■ **The exercise**
Render the listing below as a Markdown table with the columns Row and Line, covering everything from the line that contains "Could you please point out the orange" down to the end of the listing. Leave out blank lines.

+===+

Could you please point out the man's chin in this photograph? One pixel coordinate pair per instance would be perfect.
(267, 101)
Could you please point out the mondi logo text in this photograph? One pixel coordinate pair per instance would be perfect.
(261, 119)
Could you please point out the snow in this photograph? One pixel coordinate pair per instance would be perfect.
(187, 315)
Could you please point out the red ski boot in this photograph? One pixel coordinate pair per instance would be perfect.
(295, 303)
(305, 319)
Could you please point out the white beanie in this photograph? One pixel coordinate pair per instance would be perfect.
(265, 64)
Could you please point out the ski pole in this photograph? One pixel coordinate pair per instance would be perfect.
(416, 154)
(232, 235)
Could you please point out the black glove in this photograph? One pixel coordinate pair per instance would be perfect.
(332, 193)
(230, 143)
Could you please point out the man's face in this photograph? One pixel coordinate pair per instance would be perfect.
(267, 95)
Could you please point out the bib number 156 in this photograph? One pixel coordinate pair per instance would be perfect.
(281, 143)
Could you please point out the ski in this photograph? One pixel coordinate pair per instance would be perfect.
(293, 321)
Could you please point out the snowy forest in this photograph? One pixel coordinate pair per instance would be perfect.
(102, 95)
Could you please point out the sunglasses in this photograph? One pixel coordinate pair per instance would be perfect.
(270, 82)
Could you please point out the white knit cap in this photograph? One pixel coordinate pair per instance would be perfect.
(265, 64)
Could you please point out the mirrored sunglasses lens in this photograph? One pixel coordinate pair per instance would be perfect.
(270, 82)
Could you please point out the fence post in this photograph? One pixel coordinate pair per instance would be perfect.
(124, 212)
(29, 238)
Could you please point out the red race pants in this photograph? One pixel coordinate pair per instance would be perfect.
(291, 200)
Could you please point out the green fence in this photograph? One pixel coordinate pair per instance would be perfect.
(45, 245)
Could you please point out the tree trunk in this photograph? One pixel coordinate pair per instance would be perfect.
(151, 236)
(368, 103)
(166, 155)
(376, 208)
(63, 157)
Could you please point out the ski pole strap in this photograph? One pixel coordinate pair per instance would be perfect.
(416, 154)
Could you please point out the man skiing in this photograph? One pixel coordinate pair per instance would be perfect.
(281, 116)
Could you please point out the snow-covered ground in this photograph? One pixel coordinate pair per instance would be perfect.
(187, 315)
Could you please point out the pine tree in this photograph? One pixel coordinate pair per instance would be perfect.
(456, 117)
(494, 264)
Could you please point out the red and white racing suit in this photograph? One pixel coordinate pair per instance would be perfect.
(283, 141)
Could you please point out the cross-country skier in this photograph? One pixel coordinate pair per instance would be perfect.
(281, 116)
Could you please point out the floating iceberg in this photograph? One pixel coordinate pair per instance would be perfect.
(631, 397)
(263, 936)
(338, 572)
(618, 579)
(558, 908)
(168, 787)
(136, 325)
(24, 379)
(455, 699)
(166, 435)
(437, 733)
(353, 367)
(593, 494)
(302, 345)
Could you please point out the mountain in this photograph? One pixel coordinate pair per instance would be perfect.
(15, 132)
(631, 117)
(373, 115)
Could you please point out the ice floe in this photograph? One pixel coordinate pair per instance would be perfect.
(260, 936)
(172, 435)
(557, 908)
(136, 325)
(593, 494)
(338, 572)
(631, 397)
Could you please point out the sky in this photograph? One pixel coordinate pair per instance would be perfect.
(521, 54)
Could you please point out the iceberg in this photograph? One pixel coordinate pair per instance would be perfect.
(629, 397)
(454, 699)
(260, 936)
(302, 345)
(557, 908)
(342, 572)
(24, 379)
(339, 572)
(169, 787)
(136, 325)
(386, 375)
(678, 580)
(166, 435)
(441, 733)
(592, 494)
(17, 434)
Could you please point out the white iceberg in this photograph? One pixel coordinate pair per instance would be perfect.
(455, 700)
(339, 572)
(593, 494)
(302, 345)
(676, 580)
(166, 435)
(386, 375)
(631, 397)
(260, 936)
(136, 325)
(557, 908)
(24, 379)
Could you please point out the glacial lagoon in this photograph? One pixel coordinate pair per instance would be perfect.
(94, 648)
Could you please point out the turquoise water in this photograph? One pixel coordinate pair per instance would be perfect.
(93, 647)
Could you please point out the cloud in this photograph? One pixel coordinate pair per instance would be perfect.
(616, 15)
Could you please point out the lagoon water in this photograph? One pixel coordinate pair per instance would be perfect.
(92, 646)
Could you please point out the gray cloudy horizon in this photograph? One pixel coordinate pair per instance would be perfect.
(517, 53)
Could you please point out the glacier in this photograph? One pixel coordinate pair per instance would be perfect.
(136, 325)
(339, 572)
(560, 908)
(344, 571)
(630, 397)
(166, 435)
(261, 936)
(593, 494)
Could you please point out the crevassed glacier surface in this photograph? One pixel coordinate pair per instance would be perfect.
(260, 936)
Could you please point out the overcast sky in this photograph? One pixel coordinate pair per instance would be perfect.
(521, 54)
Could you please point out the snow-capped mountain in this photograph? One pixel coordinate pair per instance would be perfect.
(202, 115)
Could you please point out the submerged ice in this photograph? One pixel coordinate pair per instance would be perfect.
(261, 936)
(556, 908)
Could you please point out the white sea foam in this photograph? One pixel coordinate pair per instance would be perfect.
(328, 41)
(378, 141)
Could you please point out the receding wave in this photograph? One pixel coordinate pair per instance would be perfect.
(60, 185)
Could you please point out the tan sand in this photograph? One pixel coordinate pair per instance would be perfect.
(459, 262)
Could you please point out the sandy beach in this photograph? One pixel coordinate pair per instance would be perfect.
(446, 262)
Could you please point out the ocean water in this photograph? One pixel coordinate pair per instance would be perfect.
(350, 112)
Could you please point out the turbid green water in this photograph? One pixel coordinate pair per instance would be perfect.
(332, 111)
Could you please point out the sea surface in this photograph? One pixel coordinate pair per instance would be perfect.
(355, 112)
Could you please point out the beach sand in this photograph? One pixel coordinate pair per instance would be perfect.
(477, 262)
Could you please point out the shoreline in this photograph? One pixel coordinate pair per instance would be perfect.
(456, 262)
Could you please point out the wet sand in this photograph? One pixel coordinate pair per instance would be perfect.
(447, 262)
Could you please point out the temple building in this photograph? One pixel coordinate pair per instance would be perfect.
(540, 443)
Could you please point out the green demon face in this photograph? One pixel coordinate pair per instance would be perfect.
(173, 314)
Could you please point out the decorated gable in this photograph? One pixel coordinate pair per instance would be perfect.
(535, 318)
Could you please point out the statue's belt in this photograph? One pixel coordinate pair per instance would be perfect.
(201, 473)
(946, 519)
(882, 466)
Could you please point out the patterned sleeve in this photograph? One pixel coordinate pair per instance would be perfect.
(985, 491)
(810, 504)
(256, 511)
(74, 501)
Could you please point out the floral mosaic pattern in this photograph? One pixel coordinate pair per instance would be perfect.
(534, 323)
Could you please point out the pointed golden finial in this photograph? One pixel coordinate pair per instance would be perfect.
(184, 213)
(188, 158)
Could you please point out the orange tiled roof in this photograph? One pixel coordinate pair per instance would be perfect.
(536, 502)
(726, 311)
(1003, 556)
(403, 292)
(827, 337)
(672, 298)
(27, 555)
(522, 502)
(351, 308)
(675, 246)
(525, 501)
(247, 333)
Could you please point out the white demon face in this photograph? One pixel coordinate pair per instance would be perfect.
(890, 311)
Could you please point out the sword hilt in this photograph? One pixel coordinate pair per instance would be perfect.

+===+

■ **Final result**
| Row | Line |
|---|---|
| 1 | Could you please point out the orange tiled roof in this photograph? One pixel coordinate pair per instance would be perfect. |
| 2 | (536, 502) |
| 3 | (726, 311) |
| 4 | (1003, 556) |
| 5 | (403, 292) |
| 6 | (827, 337) |
| 7 | (672, 298) |
| 8 | (27, 555) |
| 9 | (522, 502) |
| 10 | (351, 308) |
| 11 | (675, 246) |
| 12 | (525, 501) |
| 13 | (247, 333) |
| 14 | Could you please point out the white demon face in this photograph? One pixel coordinate pair per instance would be perfect. |
| 15 | (890, 311) |
| 16 | Could you please point out the sword hilt in this photograph? One pixel coordinate pair per instance would be perfect. |